- Texte:
- - - -
Ce souci d’intégration, ou de « faire lien » se retrouve également dans deux modèles intéressants de la schizophrénie : le modèle de la saillance de Kapur (2003) et celui de la théorie de l’Esprit (Georgieff, 2000). Le premier s’inspire du rôle de la dopamine cérébrale, le second de l’empathie. Ils illustrent bien cet enrichissement centripète de la psychiatrie, auquel je faisais allusion dans l’introduction. Comme le mentionnait Freud en 1927 dans L’avenir d’une illusion : « La science n’est pas une illusion. Mais ce serait une illusion de croire que nous puissions trouver ailleurs ce qu’elle ne peut pas nous donner ».
B. Psychiatrie écologique
La schizo-vie se moque éperdument du clavigraphe électronique.
Jean-Yves Roy, Être psychiatre
Allongé sur le dos au milieu de la pièce, je scrutais le filage du plafond d’un appartement intelligent tel que nous l’avions rêvé pour venir en aide aux handicapés de la cognition. Ce rêve s’appelle MERCIS (2003). L’idée de ce projet vient d’une expérience de contact prolongé avec une clientèle psychiatrique atteinte de déficits cognitifs. Ce contact vient soit de l’expérience clinique, soit de l’expérience de chercheur s’interrogeant sur les possibilités de rendre service à des patients atteints de psychose chronique comme la schizophrénie (Stip, 2004) ou de sujets âgés en perte d’autonomie intellectuelle. Dès lors que l’on travaille sur les déficits cognitifs des patients atteints de schizophrénie, on prend vite conscience qu’il faut travailler au niveau de l’environnement de ces personnes. Ceci est en fait le fruit d’un constat que la recherche piétine en raison du plafonnement des interventions pour améliorer les déficits cognitifs. Il y a une trentaine d’années, au Québec, on a assisté à un début de petite révolution en réalisant que l’environnement quotidien et public n’était pas adapté aux personnes handicapées au niveau moteur. Ainsi, on a vu l’environnement peu à peu se transformer avec des rampes de circulation, des toilettes plus spacieuses et modifiées en hauteur, des trottoirs abaissés pour permettre une circulation plus appropriée. Par contre, au niveau du handicap cognitif, la société n’a encore rien fait. Dans cette invitation à nous positionner sur l’avenir de la psychiatrie nous militons pour que la société opère une nouvelle mutation. Nous allons présenter ainsi deux éléments de cette mutation : la remédiation on-line et l’appartement intelligent. Dans les deux cas il s’agit d’une application de l’informatique au champ de la santé mentale.
- - - -
- Données:
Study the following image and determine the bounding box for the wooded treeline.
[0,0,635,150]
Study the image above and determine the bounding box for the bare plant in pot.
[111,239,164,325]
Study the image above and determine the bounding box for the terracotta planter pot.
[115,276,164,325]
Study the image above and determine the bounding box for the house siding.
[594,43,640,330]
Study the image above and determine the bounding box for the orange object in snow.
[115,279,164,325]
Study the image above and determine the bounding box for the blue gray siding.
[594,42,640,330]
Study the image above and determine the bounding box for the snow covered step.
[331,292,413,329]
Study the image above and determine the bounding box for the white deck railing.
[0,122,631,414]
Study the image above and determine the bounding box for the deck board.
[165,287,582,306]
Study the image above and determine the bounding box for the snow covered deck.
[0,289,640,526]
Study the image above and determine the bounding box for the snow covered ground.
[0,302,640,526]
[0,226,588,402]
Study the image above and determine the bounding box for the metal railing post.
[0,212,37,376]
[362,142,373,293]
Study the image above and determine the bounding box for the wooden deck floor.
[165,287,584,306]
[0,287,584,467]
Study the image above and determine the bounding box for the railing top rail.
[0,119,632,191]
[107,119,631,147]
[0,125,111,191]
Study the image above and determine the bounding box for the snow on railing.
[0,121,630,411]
- - - -
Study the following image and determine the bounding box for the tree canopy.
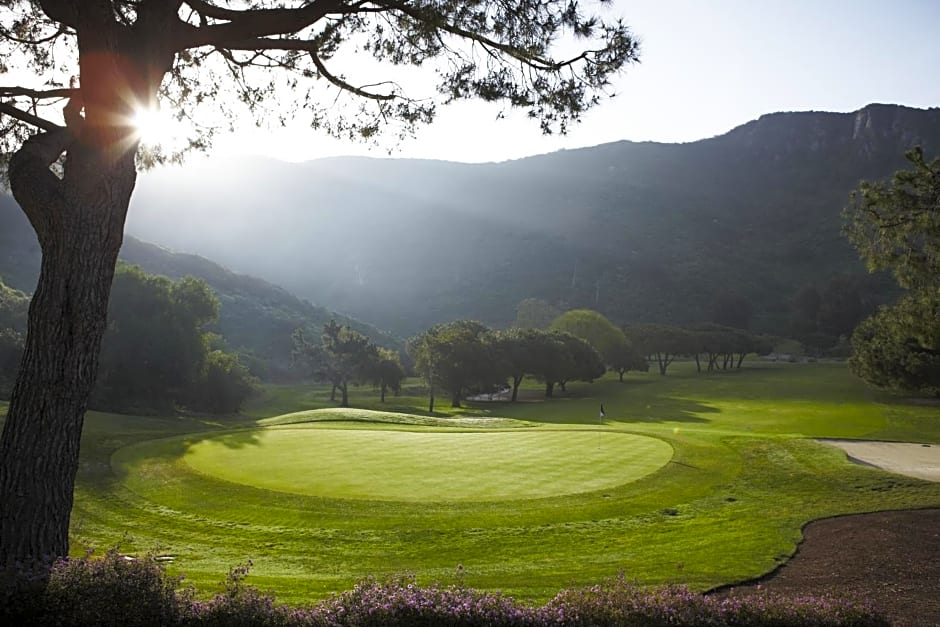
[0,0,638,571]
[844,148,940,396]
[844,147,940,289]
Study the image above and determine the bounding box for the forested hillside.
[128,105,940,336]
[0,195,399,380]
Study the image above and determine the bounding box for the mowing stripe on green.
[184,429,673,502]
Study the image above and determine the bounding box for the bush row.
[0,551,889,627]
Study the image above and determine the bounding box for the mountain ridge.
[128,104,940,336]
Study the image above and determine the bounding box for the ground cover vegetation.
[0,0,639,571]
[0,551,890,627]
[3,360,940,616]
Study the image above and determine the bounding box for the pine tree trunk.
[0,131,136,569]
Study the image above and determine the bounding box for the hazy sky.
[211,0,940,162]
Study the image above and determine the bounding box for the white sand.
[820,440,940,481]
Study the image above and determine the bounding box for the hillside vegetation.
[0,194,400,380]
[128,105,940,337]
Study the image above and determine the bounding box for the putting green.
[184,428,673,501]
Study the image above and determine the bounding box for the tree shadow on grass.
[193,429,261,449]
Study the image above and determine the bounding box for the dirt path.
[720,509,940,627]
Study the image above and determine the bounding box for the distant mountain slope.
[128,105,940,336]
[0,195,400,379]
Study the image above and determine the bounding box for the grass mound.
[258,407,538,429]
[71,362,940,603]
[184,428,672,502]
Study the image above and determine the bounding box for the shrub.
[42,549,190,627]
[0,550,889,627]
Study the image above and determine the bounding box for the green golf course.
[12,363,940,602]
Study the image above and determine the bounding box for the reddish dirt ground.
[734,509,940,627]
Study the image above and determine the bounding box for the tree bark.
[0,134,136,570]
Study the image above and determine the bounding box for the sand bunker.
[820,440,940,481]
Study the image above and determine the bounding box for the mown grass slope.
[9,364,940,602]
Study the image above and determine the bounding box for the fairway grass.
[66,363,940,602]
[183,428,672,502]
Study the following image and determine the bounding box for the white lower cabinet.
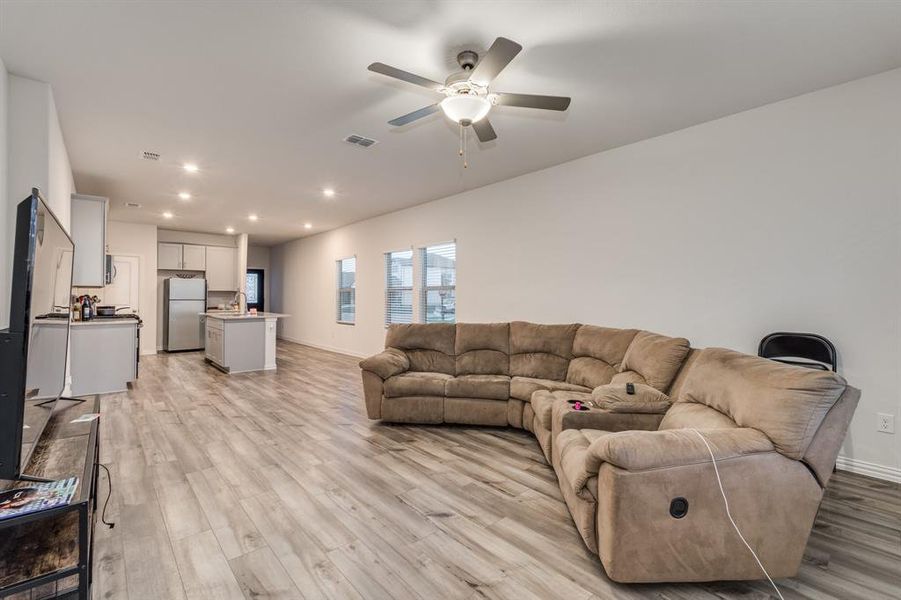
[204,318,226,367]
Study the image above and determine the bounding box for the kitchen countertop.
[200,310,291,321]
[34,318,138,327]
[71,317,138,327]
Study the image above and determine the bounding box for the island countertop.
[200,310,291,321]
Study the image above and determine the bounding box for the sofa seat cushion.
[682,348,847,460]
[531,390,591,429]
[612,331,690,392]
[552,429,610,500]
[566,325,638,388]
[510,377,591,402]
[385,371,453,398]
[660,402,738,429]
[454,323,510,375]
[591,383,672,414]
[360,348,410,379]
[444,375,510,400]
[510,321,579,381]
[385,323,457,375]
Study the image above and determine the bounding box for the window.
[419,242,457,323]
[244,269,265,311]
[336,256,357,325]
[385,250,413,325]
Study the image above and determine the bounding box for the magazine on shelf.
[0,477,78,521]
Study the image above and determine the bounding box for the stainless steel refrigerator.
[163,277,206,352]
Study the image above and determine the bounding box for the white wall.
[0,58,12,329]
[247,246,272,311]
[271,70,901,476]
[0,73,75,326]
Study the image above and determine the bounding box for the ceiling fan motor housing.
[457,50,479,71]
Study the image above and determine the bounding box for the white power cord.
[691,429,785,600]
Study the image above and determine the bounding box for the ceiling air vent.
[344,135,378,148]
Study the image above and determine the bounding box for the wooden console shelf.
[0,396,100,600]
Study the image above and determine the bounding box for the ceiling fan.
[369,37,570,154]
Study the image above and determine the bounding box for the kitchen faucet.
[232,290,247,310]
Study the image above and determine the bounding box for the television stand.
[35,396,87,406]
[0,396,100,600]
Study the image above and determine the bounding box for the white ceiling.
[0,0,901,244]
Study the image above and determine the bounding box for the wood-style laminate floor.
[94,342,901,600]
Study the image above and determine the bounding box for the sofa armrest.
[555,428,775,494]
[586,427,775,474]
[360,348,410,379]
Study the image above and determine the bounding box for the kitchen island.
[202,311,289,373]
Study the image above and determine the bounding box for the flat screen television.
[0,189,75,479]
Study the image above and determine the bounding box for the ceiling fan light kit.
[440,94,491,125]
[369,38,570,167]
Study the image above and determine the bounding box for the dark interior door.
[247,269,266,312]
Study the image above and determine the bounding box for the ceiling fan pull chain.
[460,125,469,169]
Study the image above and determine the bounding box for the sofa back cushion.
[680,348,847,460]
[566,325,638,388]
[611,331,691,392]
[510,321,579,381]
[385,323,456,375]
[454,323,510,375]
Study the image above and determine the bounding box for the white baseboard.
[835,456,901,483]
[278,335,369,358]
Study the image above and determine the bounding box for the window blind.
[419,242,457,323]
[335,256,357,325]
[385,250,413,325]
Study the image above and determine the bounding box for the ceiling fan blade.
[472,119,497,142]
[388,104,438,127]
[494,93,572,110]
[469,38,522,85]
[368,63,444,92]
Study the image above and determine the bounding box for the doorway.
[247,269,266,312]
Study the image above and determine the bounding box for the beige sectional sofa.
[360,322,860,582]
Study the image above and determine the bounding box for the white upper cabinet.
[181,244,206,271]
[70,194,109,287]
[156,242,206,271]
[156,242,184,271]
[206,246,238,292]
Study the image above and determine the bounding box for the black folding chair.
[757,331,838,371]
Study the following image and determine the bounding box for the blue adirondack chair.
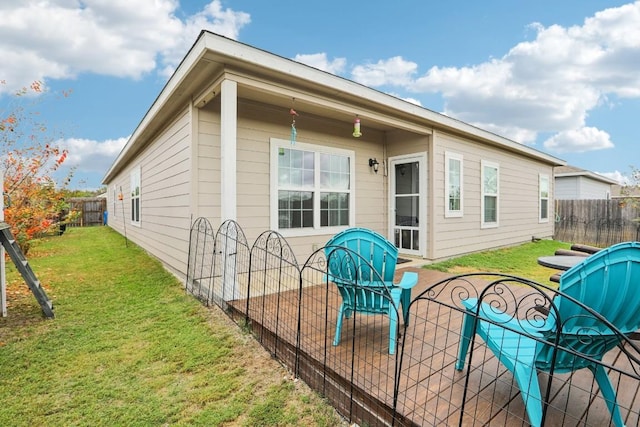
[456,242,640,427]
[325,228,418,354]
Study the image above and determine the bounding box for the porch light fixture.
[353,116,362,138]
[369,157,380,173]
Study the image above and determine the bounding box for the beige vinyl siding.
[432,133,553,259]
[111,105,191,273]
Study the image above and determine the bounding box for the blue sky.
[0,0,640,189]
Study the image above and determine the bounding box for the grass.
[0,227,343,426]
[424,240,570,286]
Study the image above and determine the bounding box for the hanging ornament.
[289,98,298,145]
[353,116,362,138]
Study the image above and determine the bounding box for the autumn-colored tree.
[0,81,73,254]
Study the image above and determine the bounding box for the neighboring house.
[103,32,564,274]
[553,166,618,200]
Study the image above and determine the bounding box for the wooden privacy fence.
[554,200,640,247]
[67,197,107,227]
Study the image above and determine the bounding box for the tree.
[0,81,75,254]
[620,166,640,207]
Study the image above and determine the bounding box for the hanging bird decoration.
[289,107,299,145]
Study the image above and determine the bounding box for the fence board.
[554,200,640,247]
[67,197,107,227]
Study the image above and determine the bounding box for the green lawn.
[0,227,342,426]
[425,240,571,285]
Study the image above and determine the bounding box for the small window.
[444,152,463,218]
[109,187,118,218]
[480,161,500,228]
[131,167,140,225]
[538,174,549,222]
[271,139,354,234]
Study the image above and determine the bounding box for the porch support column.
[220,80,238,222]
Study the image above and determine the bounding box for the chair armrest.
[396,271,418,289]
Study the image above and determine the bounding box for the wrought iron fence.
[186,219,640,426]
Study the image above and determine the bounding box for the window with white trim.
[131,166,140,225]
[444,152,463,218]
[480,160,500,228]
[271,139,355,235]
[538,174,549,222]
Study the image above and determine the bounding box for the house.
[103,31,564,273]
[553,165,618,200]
- - - -
- Consignes:
[A] Répondez à chacune de ces questions sur le texte :
(i) De quoi s'inspire le modèle de la saillance de Kapur ?
(ii) Quel nom porte le projet d'appartement intelligent ?
(iii) Quels aménagements sont cités pour les personnes ayant un handicap moteur au Québec ?
[B] D'après le texte, pourquoi faut-il travailler au niveau de l'environnement des personnes atteintes de schizophrénie qui présentent des déficits cognitifs ?

- Vos réponses:
[A]
(i) Il s'inspire du rôle de la dopamine cérébrale.
(ii) Il s'appelle MERCIS (2003).
(iii) Le texte cite des rampes de circulation, des toilettes plus spacieuses et modifiées en hauteur, et des trottoirs abaissés.

[B] Il le faut parce que la recherche piétine. Les interventions visant à améliorer les déficits cognitifs plafonnent.